### Выбранный текст
Путин не исполнил обещаний, возможно не мог по объективным причинам — не хочу даже разбираться в этом. Тут ведь как: не уверен, что выполнишь — не обещай, не так ли? Как бы там ни было, покой не наступил, а наступил второй на моей памяти короткий период офисного благоденствия, коррупция, ипотека, нафаршированные динамитом кавказские бабы, обнаглевшие менты — впрочем, об этом лучше пишет «Новая Газета» и рассказывает «Эхо Москвы». Если вас не тошнит от пресмыкающихся, которые кусают свой хвост и невинно убиенных журналистов, и от журналистов вообще — сделайте одолжение, читайте и слушайте на здоровье. Короче, второй раз голосовать за Путина было как-то странно, тем более странно идти на выборы, когда это не выборы.

### Представленные данные
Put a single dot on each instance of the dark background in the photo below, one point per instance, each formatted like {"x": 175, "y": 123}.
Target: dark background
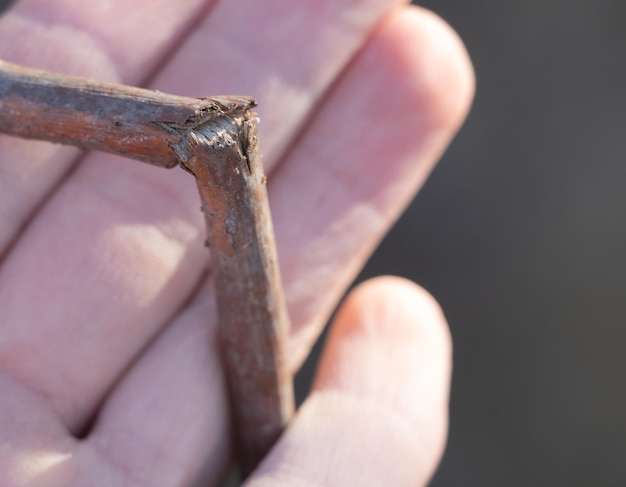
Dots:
{"x": 519, "y": 234}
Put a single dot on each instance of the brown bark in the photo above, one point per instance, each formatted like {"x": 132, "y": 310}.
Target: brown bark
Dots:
{"x": 215, "y": 140}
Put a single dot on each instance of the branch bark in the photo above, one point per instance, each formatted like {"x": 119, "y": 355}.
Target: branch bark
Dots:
{"x": 215, "y": 140}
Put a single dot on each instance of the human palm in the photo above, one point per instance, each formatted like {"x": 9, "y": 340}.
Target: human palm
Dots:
{"x": 109, "y": 366}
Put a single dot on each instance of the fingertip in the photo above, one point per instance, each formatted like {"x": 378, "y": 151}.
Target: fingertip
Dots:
{"x": 389, "y": 325}
{"x": 378, "y": 411}
{"x": 440, "y": 61}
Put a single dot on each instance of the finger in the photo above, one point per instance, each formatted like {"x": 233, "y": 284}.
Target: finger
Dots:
{"x": 83, "y": 38}
{"x": 123, "y": 240}
{"x": 364, "y": 156}
{"x": 378, "y": 411}
{"x": 402, "y": 171}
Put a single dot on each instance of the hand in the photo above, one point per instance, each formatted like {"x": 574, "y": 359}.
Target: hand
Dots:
{"x": 109, "y": 371}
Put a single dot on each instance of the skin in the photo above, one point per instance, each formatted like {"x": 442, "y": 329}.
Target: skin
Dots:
{"x": 109, "y": 371}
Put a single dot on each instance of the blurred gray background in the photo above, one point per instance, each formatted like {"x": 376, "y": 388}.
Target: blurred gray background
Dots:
{"x": 520, "y": 235}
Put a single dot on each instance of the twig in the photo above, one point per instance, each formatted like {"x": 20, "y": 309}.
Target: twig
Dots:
{"x": 214, "y": 139}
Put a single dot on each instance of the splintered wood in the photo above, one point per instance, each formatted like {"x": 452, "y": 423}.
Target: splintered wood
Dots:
{"x": 214, "y": 139}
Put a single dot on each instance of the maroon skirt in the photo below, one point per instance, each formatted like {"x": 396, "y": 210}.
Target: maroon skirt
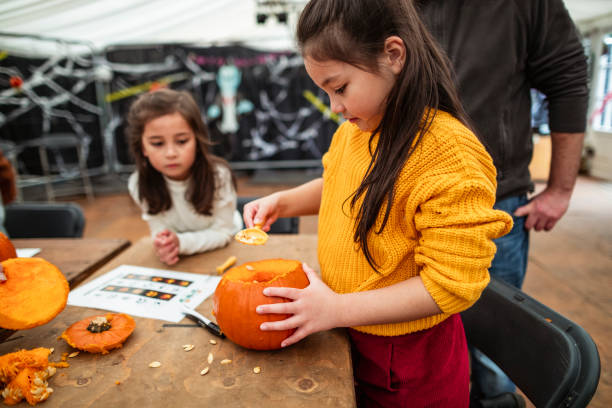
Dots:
{"x": 429, "y": 368}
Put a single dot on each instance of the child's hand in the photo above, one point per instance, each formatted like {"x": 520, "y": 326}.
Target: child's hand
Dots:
{"x": 166, "y": 245}
{"x": 262, "y": 211}
{"x": 313, "y": 308}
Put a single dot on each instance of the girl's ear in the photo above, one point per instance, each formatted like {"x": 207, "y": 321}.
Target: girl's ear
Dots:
{"x": 142, "y": 148}
{"x": 395, "y": 53}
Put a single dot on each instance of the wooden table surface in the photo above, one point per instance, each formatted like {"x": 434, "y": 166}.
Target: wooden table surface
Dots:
{"x": 77, "y": 258}
{"x": 314, "y": 372}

### Поставленная задача
Почему в выбранном тексте коррупция, ипотека и «обнаглевшие менты» лишь перечисляются без подробного разбора? Объясните, опираясь на сам текст.

### Ответ ниже
Подробнее об этих явлениях, как сказано в тексте, «лучше пишет «Новая Газета» и рассказывает «Эхо Москвы»». Поэтому автор ограничивается перечнем и предлагает желающим читать и слушать эти издания.